Two properties that define durability in real-world conditions:

Water absorption: < 0.1%

Natural marble absorbs 0.5–1.0% water by weight. Granite: 0.3–0.5%. Porous limestone: up to 3%. Even these seemingly small percentages become significant over decades of rain exposure, especially in freeze-thaw climates where absorbed water expands by approximately 9% when it freezes.

At < 0.1% water absorption, ultra-light sintered stone is functionally waterproof. There are no capillary pathways for moisture ingress, no surface sealant to degrade, and no risk of internal moisture causing staining, efflorescence, or delamination.

Bending strength: > 50 MPa

Flexural (bending) strength determines how much load a panel can carry before it fractures — critical for facade panels subject to wind pressures, impact loads, and handling stresses during installation. At > 50 MPa, sintered stone exceeds most natural stones:

  • Marble: 7–20 MPa
  • Granite: 10–25 MPa
  • Limestone: 5–15 MPa

This high flexural strength is precisely what allows sintered stone to be specified at 3–6 mm thicknesses that would be impossible with natural stone. The material is simply stronger per unit of cross-section.

Freeze-Thaw Resistance

Ultra-light sintered stone has been tested to over 300 freeze-thaw cycles under ASTM C666 — the standard test method for resistance of concrete and similar materials to rapid freezing and thawing.

To put this in context: a building in Helsinki, Finland, experiences approximately 50–80 freeze-thaw cycles per year. Three hundred cycles represents 4–6 years of the most aggressive possible laboratory testing, which correlates to decades of real-world service in cold climates.

The mechanism is straightforward: with water absorption below 0.1%, there is simply not enough moisture inside the panel to expand and cause micro-cracking. The freeze-thaw resistance is a direct consequence of the near-zero porosity, not a separate property.

UV Stability & Color Retention

In the Middle East and Southern Europe, exterior materials face intense, prolonged UV exposure. Sintered stone's color is produced by natural mineral pigments that are fused into the body during the sintering process — not applied as a surface coating or digital print.

After 4,000 hours of accelerated UV testing (approximately equivalent to 10+ years of Mediterranean sun exposure), sintered stone panels showed 99% color retention. No fading. No yellowing. No surface degradation.

This is fundamentally different from resin-based materials (like engineered quartz) where UV exposure breaks down the polymer matrix, causing discoloration and surface deterioration over time — our sintered stone vs quartz comparison details the full performance gap. In a Dubai high-rise, where ambient temperatures on the facade surface can exceed 70 °C and UV indices routinely hit 11+, this stability is not optional — it's essential.

CE Certification & Compliance

For projects within the European Economic Area, facade materials must carry the CE marking under the Construction Products Regulation (EU) No 305/2011. Ultra-light sintered stone panels intended for exterior cladding are certified under:

  • EN 14411 (Ceramic tiles — Definitions, classification, characteristics and marking) for tiles and panels with water absorption ≤ 0.5% (Group A I — pressed, low porosity)
  • EN 15286 (Ceramic tiles and panels for external facades) specifically addresses the requirements for ceramic-based external wall cladding

Additionally, for the North American market, the relevant standard is ANSI A137.3 — 2017, which governs gauged porcelain tile and gauged porcelain tile panels/slabs, including panels with a surface area ≥ 1 m².

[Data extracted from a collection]
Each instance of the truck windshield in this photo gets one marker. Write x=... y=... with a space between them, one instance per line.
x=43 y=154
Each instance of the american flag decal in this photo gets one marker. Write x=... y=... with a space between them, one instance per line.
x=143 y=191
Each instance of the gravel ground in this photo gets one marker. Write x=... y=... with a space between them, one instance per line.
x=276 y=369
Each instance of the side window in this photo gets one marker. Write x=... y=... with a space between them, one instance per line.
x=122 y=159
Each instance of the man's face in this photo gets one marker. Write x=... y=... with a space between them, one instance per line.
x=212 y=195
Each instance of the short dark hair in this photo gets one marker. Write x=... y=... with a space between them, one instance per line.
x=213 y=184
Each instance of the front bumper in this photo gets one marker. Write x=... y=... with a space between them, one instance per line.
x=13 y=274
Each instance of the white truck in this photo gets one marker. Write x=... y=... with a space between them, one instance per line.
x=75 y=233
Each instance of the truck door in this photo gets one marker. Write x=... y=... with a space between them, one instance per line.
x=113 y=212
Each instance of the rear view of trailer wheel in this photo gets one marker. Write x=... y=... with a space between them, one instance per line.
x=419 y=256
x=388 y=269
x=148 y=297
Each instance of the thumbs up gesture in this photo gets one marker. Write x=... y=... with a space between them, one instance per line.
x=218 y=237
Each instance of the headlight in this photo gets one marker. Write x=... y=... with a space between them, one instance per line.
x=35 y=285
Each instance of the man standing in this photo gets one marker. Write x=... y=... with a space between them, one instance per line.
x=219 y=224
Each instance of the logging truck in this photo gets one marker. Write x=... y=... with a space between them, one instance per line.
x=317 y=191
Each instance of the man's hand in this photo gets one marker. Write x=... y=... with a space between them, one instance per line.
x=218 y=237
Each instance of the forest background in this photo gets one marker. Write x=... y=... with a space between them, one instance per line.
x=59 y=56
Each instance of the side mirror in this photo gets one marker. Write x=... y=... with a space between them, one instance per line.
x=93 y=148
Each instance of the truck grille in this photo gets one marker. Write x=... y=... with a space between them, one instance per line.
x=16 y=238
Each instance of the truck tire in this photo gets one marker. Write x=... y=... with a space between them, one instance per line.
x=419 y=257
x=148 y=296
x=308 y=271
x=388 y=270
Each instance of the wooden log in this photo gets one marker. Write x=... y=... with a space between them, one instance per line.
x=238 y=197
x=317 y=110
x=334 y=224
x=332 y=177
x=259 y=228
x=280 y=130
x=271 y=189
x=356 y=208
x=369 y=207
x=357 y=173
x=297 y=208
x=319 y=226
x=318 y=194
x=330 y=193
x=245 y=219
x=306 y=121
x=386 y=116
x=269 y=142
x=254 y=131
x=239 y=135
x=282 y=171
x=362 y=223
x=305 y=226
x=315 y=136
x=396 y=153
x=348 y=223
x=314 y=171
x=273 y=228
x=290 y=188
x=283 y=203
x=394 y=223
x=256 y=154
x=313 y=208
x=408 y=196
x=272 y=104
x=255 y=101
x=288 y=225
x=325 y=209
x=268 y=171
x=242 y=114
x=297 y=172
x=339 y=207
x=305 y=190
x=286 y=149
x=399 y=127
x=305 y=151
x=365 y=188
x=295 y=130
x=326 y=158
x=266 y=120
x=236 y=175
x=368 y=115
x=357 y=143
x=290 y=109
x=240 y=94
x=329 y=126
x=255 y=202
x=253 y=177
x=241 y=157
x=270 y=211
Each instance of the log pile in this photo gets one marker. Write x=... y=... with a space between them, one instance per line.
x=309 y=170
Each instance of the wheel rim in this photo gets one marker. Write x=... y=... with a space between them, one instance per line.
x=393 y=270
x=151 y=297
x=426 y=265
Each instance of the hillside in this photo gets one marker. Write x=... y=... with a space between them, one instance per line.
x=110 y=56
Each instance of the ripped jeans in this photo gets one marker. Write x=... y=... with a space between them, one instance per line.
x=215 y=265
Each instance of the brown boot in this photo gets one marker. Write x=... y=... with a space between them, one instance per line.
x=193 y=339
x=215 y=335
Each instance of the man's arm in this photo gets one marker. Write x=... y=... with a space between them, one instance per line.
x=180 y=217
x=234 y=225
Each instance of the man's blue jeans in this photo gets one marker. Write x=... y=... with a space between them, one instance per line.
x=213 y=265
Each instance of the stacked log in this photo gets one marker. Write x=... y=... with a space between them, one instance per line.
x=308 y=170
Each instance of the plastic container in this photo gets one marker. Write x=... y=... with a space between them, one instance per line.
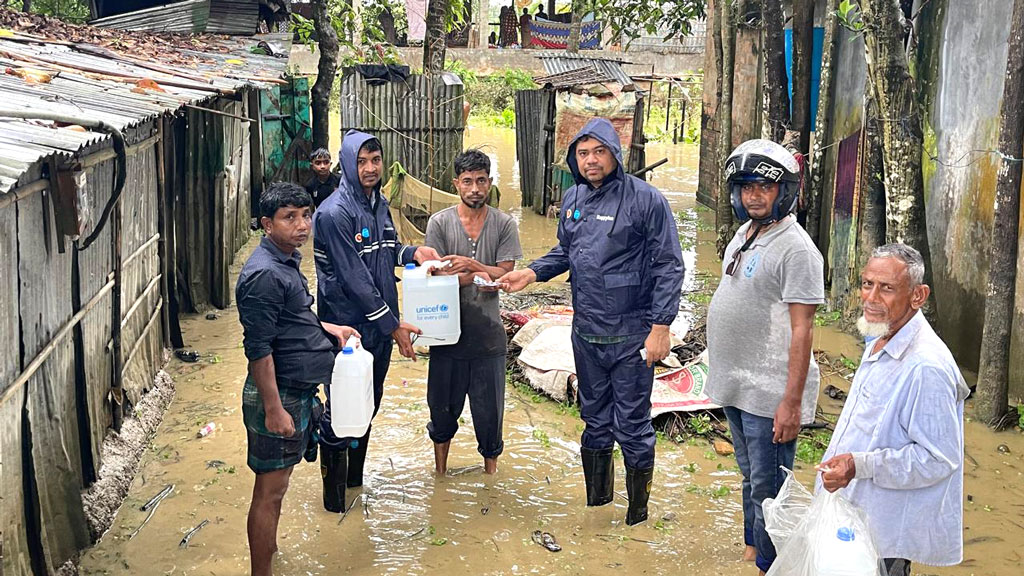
x=843 y=551
x=352 y=391
x=431 y=303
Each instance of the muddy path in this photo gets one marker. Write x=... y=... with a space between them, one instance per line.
x=407 y=521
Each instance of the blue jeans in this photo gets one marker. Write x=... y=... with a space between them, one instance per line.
x=759 y=460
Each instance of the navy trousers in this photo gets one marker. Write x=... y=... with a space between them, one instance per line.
x=381 y=346
x=614 y=398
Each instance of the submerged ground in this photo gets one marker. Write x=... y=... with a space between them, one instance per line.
x=406 y=521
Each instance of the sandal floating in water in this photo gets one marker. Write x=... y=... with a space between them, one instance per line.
x=547 y=540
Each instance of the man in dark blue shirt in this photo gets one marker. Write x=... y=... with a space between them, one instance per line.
x=290 y=354
x=356 y=250
x=324 y=181
x=619 y=241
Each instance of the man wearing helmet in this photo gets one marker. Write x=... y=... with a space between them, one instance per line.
x=760 y=325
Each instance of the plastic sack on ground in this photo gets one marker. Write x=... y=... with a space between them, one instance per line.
x=833 y=539
x=784 y=512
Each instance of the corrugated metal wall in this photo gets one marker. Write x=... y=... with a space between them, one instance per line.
x=532 y=114
x=65 y=409
x=419 y=122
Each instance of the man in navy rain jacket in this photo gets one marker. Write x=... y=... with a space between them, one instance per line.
x=617 y=239
x=356 y=250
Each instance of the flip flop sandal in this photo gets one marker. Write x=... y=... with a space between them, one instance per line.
x=547 y=540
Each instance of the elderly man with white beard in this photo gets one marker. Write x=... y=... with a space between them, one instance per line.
x=897 y=452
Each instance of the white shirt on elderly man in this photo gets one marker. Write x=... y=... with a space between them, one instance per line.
x=903 y=422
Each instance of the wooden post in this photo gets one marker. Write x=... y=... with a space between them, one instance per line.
x=117 y=388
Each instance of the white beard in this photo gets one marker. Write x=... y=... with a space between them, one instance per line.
x=871 y=329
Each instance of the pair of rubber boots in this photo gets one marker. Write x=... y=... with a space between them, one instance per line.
x=341 y=468
x=599 y=472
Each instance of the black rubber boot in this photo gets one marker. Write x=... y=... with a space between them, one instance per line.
x=334 y=464
x=638 y=488
x=356 y=457
x=599 y=474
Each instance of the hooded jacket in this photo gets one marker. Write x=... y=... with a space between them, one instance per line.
x=356 y=250
x=621 y=246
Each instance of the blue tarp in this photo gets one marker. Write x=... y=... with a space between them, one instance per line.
x=819 y=36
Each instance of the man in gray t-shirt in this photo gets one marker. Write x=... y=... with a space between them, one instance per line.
x=760 y=325
x=480 y=242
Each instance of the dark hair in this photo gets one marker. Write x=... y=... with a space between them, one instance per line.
x=280 y=195
x=471 y=161
x=373 y=145
x=320 y=153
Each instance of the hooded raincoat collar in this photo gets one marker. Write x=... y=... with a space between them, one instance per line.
x=348 y=161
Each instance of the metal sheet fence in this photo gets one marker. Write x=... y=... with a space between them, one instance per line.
x=419 y=121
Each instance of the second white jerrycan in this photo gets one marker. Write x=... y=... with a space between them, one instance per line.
x=352 y=391
x=431 y=303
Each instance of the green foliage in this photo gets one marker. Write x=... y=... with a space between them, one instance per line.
x=699 y=423
x=542 y=436
x=849 y=15
x=811 y=446
x=826 y=318
x=76 y=11
x=630 y=18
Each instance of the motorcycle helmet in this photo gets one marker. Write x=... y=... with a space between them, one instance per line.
x=763 y=161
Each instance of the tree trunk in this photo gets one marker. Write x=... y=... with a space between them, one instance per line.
x=710 y=174
x=871 y=215
x=434 y=44
x=776 y=80
x=320 y=94
x=822 y=124
x=573 y=41
x=803 y=45
x=993 y=373
x=902 y=137
x=723 y=219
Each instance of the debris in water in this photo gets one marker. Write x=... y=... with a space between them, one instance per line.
x=156 y=499
x=187 y=355
x=207 y=430
x=190 y=533
x=723 y=448
x=465 y=469
x=350 y=506
x=835 y=393
x=547 y=540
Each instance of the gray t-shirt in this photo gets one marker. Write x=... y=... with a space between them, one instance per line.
x=749 y=330
x=482 y=333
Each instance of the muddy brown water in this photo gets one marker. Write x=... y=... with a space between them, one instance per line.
x=407 y=521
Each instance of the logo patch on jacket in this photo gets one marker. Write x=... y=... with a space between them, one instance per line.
x=752 y=265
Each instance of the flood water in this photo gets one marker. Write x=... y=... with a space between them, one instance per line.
x=407 y=521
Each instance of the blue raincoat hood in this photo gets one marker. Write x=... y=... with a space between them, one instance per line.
x=601 y=129
x=348 y=157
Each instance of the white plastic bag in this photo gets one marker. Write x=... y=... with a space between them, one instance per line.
x=833 y=539
x=784 y=512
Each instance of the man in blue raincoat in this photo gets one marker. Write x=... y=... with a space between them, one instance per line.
x=356 y=250
x=617 y=239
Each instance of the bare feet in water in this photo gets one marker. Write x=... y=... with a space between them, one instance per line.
x=750 y=553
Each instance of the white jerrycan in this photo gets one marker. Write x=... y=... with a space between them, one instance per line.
x=352 y=391
x=431 y=303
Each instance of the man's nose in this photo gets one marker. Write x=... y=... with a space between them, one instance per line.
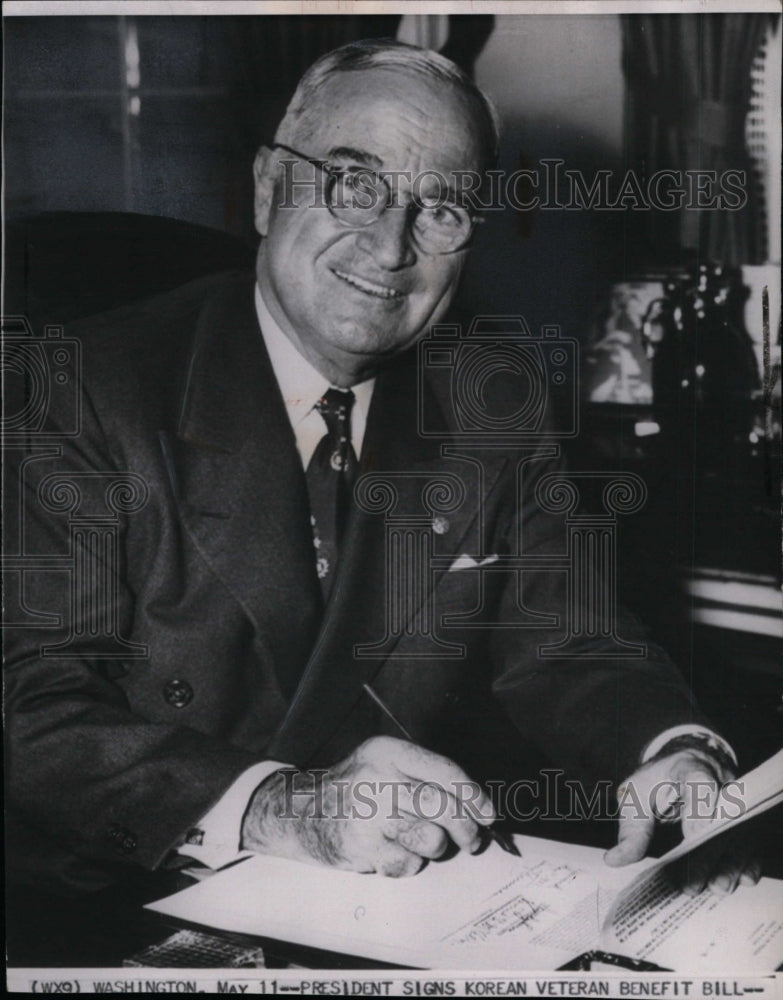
x=388 y=239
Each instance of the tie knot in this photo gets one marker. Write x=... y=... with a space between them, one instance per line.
x=335 y=407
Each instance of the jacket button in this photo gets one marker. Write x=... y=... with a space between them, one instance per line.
x=124 y=841
x=128 y=844
x=178 y=693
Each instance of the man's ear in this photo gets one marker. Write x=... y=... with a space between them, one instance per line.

(OBJECTIVE)
Extract the passage of the sintered stone text from "This high flexural" up to and including "freezing and thawing.", copying it word for word. Rely only on the sintered stone text when responding.

(REPLY)
This high flexural strength is precisely what allows sintered stone to be specified at 3–6 mm thicknesses that would be impossible with natural stone. The material is simply stronger per unit of cross-section.

Freeze-Thaw Resistance

Ultra-light sintered stone has been tested to over 300 freeze-thaw cycles under ASTM C666 — the standard test method for resistance of concrete and similar materials to rapid freezing and thawing.